> _TASK STATEMENT_:
Can you copy the lines from the one that contains "Locate the cluster" through the end of the material below, exactly and with nothing else?

> _Records contained in a dataset_:
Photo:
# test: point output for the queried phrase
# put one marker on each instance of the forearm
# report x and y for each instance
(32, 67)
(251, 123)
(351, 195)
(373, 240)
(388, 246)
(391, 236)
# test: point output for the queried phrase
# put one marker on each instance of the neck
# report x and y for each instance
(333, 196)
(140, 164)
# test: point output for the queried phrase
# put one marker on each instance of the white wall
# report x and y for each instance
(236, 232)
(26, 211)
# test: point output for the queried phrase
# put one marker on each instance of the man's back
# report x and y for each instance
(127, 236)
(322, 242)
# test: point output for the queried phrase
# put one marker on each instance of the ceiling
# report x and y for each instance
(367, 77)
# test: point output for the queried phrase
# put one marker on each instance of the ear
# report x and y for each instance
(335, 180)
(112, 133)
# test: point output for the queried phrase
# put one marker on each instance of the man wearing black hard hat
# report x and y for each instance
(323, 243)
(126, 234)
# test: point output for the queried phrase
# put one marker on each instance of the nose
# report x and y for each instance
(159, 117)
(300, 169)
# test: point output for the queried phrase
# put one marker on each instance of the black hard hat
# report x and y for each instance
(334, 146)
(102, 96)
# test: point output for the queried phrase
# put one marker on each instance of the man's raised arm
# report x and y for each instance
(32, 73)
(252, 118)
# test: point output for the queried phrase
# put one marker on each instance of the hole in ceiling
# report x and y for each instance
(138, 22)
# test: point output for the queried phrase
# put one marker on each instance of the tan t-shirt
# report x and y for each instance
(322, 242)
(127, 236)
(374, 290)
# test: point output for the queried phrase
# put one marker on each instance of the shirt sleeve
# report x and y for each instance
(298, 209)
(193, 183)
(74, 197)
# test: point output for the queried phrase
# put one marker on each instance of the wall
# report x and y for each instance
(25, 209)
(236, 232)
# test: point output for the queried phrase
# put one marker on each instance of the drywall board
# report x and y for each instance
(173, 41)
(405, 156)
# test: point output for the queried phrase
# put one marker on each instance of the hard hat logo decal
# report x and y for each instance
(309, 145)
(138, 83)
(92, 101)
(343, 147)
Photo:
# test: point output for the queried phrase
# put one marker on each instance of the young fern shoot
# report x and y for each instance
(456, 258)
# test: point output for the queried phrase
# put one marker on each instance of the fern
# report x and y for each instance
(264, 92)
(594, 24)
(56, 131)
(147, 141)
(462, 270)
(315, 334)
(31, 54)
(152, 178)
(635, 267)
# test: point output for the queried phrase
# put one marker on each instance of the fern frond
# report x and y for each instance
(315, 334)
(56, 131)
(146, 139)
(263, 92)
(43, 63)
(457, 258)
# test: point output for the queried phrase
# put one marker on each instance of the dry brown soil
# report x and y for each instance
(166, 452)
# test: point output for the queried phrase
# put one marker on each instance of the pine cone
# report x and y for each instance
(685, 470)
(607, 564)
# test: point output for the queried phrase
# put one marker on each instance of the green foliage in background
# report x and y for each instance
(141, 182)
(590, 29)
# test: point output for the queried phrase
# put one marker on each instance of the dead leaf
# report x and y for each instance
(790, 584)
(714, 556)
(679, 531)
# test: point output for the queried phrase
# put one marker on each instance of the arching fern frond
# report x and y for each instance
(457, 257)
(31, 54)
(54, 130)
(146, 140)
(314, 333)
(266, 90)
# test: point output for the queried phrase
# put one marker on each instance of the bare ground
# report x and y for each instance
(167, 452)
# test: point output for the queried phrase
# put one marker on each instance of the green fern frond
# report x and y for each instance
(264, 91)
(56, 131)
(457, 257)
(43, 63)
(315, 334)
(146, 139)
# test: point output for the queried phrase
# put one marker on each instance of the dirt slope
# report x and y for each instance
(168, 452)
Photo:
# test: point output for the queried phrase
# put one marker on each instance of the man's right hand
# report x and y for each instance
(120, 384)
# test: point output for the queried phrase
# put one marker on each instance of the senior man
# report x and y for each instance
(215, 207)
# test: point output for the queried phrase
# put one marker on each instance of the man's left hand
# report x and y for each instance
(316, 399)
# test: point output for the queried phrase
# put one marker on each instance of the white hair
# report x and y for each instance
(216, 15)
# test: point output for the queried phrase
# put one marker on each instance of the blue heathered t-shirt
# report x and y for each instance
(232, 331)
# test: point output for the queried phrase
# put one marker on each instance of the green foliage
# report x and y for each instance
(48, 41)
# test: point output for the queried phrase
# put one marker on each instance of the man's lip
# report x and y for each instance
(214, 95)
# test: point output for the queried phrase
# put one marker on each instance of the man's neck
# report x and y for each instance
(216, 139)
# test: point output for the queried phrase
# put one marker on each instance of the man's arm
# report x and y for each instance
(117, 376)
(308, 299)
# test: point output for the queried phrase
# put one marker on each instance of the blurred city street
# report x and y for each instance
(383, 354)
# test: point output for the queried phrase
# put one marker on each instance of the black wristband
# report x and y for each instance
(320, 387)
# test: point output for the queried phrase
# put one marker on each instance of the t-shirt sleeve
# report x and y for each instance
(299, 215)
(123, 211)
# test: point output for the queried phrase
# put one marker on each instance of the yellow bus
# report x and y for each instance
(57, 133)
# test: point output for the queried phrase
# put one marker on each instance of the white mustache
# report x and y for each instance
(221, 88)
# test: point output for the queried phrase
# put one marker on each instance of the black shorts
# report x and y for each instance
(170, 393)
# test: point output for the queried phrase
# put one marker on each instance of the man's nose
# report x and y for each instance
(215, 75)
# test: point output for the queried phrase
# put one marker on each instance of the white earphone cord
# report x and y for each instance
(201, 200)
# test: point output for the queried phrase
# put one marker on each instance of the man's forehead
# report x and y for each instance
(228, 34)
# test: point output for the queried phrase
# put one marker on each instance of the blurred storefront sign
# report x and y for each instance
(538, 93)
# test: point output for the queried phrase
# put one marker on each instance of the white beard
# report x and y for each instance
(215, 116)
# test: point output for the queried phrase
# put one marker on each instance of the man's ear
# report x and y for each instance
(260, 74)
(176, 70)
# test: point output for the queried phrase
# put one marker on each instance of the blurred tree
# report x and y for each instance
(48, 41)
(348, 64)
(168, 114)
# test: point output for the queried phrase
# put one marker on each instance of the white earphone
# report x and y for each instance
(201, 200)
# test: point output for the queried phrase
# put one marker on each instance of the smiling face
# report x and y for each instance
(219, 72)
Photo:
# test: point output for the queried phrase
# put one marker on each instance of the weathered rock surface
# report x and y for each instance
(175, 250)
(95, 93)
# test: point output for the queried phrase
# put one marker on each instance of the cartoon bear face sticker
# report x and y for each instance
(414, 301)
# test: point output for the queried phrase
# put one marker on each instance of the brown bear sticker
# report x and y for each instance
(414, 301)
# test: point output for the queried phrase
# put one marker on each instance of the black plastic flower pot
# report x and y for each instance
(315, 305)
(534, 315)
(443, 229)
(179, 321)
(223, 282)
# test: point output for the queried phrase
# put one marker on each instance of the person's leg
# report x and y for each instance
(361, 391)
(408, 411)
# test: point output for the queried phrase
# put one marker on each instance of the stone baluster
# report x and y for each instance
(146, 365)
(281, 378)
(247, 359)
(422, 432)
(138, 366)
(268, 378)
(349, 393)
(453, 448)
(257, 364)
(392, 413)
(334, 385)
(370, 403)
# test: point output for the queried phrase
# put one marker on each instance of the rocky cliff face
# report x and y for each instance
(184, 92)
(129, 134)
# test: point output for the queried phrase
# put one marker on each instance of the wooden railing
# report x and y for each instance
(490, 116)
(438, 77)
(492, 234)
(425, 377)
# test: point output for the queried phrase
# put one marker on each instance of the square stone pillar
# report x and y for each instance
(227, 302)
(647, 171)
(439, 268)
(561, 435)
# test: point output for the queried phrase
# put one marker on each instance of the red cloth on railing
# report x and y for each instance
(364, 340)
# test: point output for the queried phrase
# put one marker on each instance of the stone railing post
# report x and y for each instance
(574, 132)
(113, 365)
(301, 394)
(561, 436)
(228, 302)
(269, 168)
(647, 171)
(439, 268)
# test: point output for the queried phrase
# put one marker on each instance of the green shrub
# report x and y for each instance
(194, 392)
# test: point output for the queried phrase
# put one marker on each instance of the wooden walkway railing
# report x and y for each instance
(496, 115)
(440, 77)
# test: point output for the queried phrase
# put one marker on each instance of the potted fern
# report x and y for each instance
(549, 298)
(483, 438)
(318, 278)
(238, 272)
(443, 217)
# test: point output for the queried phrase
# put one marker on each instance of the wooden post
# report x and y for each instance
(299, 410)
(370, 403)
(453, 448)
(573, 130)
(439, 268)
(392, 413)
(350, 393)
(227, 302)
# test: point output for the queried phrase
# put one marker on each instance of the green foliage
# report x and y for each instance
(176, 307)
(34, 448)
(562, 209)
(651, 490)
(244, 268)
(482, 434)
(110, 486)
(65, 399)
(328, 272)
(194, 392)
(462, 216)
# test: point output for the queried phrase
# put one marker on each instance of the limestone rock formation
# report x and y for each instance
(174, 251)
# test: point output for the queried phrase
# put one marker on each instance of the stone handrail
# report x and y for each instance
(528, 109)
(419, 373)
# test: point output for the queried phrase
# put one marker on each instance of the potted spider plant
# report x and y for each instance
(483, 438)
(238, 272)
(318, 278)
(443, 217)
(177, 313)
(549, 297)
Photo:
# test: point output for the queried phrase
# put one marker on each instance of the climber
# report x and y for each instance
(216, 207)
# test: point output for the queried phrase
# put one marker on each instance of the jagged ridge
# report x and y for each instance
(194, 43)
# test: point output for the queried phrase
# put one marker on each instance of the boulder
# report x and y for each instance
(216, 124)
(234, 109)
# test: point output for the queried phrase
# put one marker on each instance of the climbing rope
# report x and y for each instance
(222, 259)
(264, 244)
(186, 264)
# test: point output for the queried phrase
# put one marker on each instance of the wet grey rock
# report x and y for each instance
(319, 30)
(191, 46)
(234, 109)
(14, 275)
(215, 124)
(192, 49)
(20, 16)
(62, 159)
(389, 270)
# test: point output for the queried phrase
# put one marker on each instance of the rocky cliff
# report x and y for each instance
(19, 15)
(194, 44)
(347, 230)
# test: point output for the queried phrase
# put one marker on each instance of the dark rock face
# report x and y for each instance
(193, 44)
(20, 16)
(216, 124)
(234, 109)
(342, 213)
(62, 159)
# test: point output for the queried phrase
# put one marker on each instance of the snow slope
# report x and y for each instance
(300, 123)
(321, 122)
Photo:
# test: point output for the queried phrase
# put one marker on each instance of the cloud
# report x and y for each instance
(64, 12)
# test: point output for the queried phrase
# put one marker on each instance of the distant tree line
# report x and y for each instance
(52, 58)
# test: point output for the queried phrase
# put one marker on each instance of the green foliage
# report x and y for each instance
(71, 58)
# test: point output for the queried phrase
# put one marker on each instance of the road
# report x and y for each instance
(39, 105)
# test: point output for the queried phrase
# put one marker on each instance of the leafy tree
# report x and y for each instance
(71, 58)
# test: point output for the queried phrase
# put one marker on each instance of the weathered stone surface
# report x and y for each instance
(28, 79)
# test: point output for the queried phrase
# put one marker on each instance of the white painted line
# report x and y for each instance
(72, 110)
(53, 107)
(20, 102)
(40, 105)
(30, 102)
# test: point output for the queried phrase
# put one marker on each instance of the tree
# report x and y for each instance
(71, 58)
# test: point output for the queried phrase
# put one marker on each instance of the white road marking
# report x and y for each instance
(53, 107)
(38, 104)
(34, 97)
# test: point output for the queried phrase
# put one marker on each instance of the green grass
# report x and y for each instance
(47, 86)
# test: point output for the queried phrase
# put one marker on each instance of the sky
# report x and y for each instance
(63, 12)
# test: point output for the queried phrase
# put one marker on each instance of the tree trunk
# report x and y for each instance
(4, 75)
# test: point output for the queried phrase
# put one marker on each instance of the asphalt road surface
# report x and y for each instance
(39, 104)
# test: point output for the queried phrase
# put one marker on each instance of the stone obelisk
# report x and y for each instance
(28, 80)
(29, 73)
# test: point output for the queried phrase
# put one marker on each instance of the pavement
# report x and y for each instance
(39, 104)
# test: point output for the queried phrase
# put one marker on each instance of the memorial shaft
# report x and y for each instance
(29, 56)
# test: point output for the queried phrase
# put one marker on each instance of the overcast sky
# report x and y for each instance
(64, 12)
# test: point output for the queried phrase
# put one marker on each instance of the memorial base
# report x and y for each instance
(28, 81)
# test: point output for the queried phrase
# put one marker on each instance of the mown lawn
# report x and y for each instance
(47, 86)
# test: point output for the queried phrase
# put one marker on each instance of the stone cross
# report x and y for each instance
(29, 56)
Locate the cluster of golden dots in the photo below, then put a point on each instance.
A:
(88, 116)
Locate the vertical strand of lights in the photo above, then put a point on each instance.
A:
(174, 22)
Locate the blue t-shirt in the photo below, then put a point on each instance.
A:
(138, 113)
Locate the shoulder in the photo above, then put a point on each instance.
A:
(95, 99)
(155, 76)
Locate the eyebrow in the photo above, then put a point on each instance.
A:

> _THE REPLY_:
Locate the cluster of golden dots in the photo below, then put a point on each instance.
A:
(88, 116)
Locate the vertical strand of lights in the photo above, then put a point on each instance.
A:
(174, 22)
Locate the blue t-shirt in the photo below, then put a point on each instance.
A:
(138, 113)
Locate the shoulder in the photo above, then put a point on each instance.
A:
(95, 99)
(155, 76)
Locate the eyebrow in the photo above, then put a point on each instance.
A:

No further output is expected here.